## MATERIAL FOR THIS TASK
>>>>
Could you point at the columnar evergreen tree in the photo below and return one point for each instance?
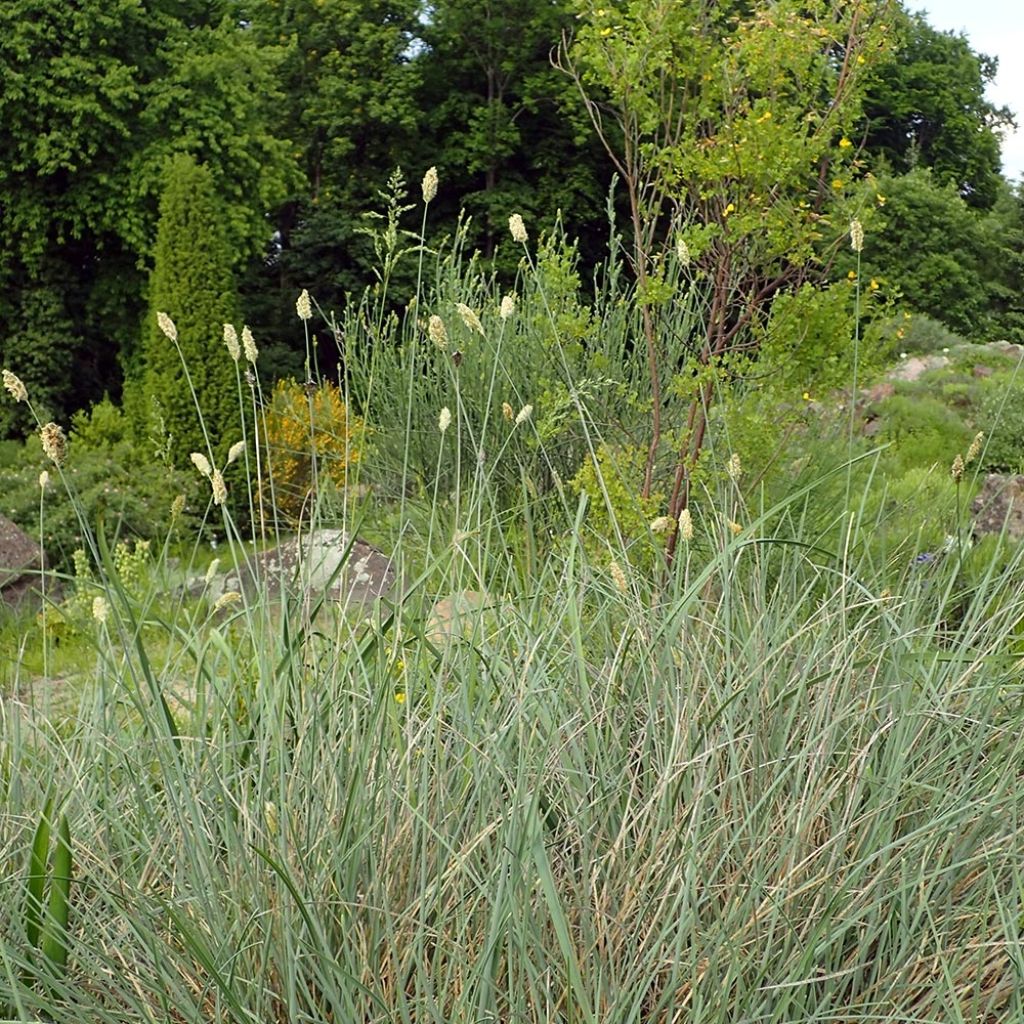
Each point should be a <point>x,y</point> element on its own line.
<point>192,283</point>
<point>95,95</point>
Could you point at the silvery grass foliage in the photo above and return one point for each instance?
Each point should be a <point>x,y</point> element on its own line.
<point>757,786</point>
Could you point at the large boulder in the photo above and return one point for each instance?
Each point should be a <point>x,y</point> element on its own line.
<point>322,562</point>
<point>20,563</point>
<point>999,506</point>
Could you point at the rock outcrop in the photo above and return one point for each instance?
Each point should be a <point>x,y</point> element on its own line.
<point>20,562</point>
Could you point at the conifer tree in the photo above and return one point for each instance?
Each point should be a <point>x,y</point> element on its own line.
<point>192,283</point>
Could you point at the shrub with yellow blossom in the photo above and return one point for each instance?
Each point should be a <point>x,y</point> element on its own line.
<point>302,421</point>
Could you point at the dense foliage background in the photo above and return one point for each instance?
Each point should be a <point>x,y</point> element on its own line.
<point>299,112</point>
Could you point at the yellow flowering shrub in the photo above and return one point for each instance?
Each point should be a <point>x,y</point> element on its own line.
<point>300,423</point>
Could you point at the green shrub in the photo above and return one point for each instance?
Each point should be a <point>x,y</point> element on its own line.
<point>116,485</point>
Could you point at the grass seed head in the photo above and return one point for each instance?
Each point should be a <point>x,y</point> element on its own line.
<point>54,442</point>
<point>437,332</point>
<point>249,345</point>
<point>219,487</point>
<point>975,450</point>
<point>856,236</point>
<point>231,341</point>
<point>686,525</point>
<point>226,599</point>
<point>518,228</point>
<point>13,384</point>
<point>619,578</point>
<point>166,325</point>
<point>429,184</point>
<point>469,317</point>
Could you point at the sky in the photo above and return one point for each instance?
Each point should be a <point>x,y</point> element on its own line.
<point>995,28</point>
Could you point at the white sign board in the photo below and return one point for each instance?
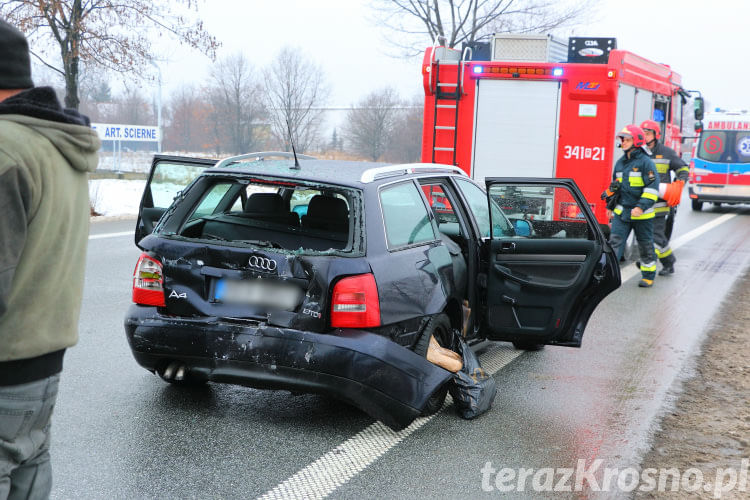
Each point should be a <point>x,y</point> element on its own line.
<point>117,132</point>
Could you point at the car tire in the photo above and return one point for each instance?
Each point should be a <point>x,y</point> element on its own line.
<point>440,327</point>
<point>525,345</point>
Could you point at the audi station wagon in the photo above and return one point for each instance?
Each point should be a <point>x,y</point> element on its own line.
<point>334,276</point>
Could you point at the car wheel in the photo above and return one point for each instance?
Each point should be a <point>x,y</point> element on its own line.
<point>525,345</point>
<point>439,327</point>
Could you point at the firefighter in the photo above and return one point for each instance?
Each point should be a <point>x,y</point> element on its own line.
<point>635,182</point>
<point>666,161</point>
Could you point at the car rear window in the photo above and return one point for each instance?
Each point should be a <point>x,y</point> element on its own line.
<point>272,213</point>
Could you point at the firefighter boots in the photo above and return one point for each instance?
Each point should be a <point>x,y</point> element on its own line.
<point>666,270</point>
<point>644,283</point>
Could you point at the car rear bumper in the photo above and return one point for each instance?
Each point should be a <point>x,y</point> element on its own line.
<point>384,379</point>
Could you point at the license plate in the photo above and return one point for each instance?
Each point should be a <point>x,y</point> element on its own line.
<point>710,190</point>
<point>258,293</point>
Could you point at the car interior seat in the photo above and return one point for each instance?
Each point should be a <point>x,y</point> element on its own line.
<point>269,207</point>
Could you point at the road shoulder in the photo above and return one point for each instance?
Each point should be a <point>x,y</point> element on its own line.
<point>709,427</point>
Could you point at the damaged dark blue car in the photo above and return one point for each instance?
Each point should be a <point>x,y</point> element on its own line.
<point>335,277</point>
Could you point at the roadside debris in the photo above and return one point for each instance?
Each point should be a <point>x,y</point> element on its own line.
<point>472,389</point>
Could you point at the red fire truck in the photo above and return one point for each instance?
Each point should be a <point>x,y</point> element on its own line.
<point>531,106</point>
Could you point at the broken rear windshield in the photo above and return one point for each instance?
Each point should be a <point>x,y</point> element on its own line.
<point>283,214</point>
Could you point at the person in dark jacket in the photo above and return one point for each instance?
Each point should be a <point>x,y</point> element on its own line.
<point>667,162</point>
<point>636,182</point>
<point>46,153</point>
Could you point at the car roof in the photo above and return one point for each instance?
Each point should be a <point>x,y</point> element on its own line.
<point>341,172</point>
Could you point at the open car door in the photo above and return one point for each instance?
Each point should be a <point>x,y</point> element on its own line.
<point>549,264</point>
<point>169,175</point>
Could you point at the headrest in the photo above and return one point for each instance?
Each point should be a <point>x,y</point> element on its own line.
<point>265,203</point>
<point>327,206</point>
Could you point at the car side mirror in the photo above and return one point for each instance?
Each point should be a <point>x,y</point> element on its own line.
<point>522,227</point>
<point>699,108</point>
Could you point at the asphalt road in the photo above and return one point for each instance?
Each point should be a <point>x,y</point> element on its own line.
<point>120,432</point>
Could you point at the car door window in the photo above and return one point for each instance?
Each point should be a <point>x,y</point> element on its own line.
<point>405,216</point>
<point>442,207</point>
<point>477,200</point>
<point>539,211</point>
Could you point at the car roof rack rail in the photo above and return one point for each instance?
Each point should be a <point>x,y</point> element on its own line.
<point>259,156</point>
<point>373,174</point>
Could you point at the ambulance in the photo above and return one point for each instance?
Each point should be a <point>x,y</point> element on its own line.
<point>533,106</point>
<point>720,167</point>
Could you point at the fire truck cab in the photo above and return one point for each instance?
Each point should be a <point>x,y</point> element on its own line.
<point>529,105</point>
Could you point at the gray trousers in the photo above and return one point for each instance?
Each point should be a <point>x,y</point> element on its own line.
<point>25,412</point>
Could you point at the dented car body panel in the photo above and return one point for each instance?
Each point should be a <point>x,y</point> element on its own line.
<point>362,368</point>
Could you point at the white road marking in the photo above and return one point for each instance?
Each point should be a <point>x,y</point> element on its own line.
<point>631,271</point>
<point>341,464</point>
<point>110,235</point>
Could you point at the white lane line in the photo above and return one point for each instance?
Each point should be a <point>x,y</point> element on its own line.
<point>341,464</point>
<point>110,235</point>
<point>630,271</point>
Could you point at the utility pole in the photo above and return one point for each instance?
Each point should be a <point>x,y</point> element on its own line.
<point>158,104</point>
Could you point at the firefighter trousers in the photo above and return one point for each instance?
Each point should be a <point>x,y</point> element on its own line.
<<<<
## PROBLEM REQUIREMENTS
Put every line of the material above into a numbered list, skipping blank lines and leaving out the pictures.

## TASK OUTPUT
1. Could you point at the columnar evergreen tree in the photo below and return one point for each instance?
2. Each point should be a <point>x,y</point> element on its own line.
3. <point>192,283</point>
4. <point>95,95</point>
5. Could you point at the silvery grass foliage in the photo above and return one point for each instance?
6. Each point should be a <point>x,y</point> element on its own line.
7. <point>757,786</point>
8. Could you point at the large boulder in the photo above and return one point for each instance?
9. Each point should be a <point>x,y</point> element on its own line.
10. <point>322,562</point>
11. <point>20,563</point>
12. <point>999,506</point>
13. Could you point at the rock outcrop in the photo above and return one point for each instance?
14. Each point should be a <point>x,y</point> element on its own line.
15. <point>20,562</point>
16. Could you point at the conifer tree in the photo above and return one point for each instance?
17. Each point should be a <point>x,y</point> element on its own line.
18. <point>192,283</point>
19. Could you point at the shrub with yellow blossom in the photo above and return one point for each instance?
20. Each point should be a <point>x,y</point> element on its own line.
21. <point>302,421</point>
22. Could you point at the dense foliage background in the photo above and return one point for each instance?
23. Each point should be a <point>x,y</point> element on its own line.
24. <point>299,112</point>
25. Could you point at the yellow flowering shrub in the photo above and return one point for each instance?
26. Each point should be a <point>x,y</point> element on its own line.
27. <point>300,423</point>
28. Could you point at the green shrub in the photo above and return one point for each instance?
29. Each point should be a <point>x,y</point> element on its own line.
30. <point>116,485</point>
31. Could you point at the grass seed head in the photo above and return one point for each instance?
32. Each point should be a <point>x,y</point> element on its own line.
33. <point>54,442</point>
34. <point>437,332</point>
35. <point>249,345</point>
36. <point>219,487</point>
37. <point>975,450</point>
38. <point>856,236</point>
39. <point>231,341</point>
40. <point>686,525</point>
41. <point>226,599</point>
42. <point>518,228</point>
43. <point>13,384</point>
44. <point>619,578</point>
45. <point>166,325</point>
46. <point>429,184</point>
47. <point>469,317</point>
48. Could you point at the sky in the photo above and return one point for each instance?
49. Each point should be a <point>x,y</point> element on its own line.
50. <point>995,28</point>
51. Could you point at the white sign board in the photo below and return one point for each instance?
52. Each point should be a <point>x,y</point> element on its own line.
53. <point>117,132</point>
54. Could you point at the car tire in the photo above and return one point for each instance?
55. Each point should be a <point>x,y</point> element on its own line.
56. <point>440,327</point>
57. <point>525,345</point>
58. Could you point at the audi station wagon in the photo above and return one point for each instance?
59. Each point should be a <point>x,y</point> element on its own line.
60. <point>334,276</point>
61. Could you point at the car wheel in the photo above and return one point for each instance?
62. Each point should be a <point>x,y</point> element on its own line.
63. <point>525,345</point>
64. <point>439,327</point>
65. Could you point at the firefighter in the photo above and return one point for each instance?
66. Each point should be a <point>x,y</point> element on its own line.
67. <point>635,182</point>
68. <point>666,161</point>
69. Could you point at the car rear window in the photo above and return one point for each instance?
70. Each point should be a <point>x,y</point> element on its own line.
71. <point>272,213</point>
72. Could you point at the firefighter boots in the photo above and return one point for each instance?
73. Each point should be a <point>x,y</point> element on its own line.
74. <point>666,270</point>
75. <point>644,283</point>
76. Could you point at the car rear bumper in the photo above and return one point for each instance?
77. Each point should be a <point>x,y</point> element on its own line.
78. <point>384,379</point>
79. Could you point at the license plate in the photo above and return one point for each instance?
80. Each point should be a <point>x,y</point> element on its own line.
81. <point>710,190</point>
82. <point>258,293</point>
83. Could you point at the car interior seat in the photo above and return one point for each instance?
84. Each point should be a <point>x,y</point> element on its own line.
85. <point>269,207</point>
86. Could you point at the road shoulder in the photo above and return one point for each instance?
87. Each point should be a <point>x,y</point> element on its own line.
88. <point>709,427</point>
89. Could you point at the damaged dark blue car in the photo above and return one point for each instance?
90. Each point should be a <point>x,y</point> element on its own line.
91. <point>335,277</point>
92. Could you point at the roadside debris in the photo above and return one point for each instance?
93. Each point should be a <point>x,y</point> element on its own line.
94. <point>472,389</point>
95. Could you point at the red fire truck in the photo above and return one point for each instance?
96. Each point should be a <point>x,y</point> element on its own line.
97. <point>531,106</point>
98. Could you point at the broken rear windshield in the photo above and return one point for each instance?
99. Each point should be a <point>x,y</point> element on its own line.
100. <point>283,214</point>
101. Could you point at the person in dark jacket in the photo above and return one point for each instance?
102. Each point should be a <point>x,y</point> element on its own line.
103. <point>667,162</point>
104. <point>636,182</point>
105. <point>46,153</point>
106. Could you point at the car roof in the photo above and return one point for each instance?
107. Each point should be a <point>x,y</point> element on its own line.
108. <point>341,172</point>
109. Could you point at the open car door in the photo above and return one point for each instance?
110. Each point should be a <point>x,y</point> element on its own line.
111. <point>549,264</point>
112. <point>169,175</point>
113. Could you point at the headrest in the photo above and return one point for each instance?
114. Each point should be a <point>x,y</point> element on its own line.
115. <point>265,203</point>
116. <point>327,206</point>
117. Could you point at the car side mirror in the photo above and return one point for each instance?
118. Each point should be a <point>x,y</point> element on its own line.
119. <point>522,227</point>
120. <point>699,108</point>
121. Could you point at the asphalt road in the photo above and return one point for each instance?
122. Each point should be a <point>x,y</point> element on its own line.
123. <point>120,432</point>
124. Could you point at the car door window in the photo above and return one point for each instance?
125. Each point should be a <point>x,y</point> element on its own line.
126. <point>405,216</point>
127. <point>442,207</point>
128. <point>477,200</point>
129. <point>539,211</point>
130. Could you point at the car roof rack rail in the photo above and return one point for each instance?
131. Each point should be a <point>x,y</point> element on its own line.
132. <point>259,156</point>
133. <point>373,174</point>
134. Could you point at the ambulance in the photo above and return one point for each instance?
135. Each point should be a <point>x,y</point> element on its own line.
136. <point>533,106</point>
137. <point>720,167</point>
138. Could you point at the fire truck cab in the photo above and return one point for each instance?
139. Each point should be a <point>x,y</point> element on its own line.
140. <point>529,105</point>
141. Could you point at the gray trousers in the photo above and return one point for each instance?
142. Each point should be a <point>x,y</point> element on its own line.
143. <point>25,412</point>
144. Could you point at the dented car body panel in the photo above and return one point for each instance?
145. Each point should be a <point>x,y</point> element on its own line.
146. <point>362,368</point>
147. Could you point at the white road marking in the photo above and return one point for each instance?
148. Each point should be a <point>x,y</point> element on its own line.
149. <point>631,271</point>
150. <point>341,464</point>
151. <point>110,235</point>
152. Could you point at the white lane line in the photo above and return one point for each instance?
153. Each point should be a <point>x,y</point> element on its own line.
154. <point>341,464</point>
155. <point>110,235</point>
156. <point>630,271</point>
157. Could you point at the utility pole in the photo above and return one point for each instance?
158. Each point should be a <point>x,y</point> element on its own line.
159. <point>158,104</point>
160. Could you point at the firefighter trousers in the photo above and return one point for each instance?
161. Each point should be a <point>x,y</point> element on its own line.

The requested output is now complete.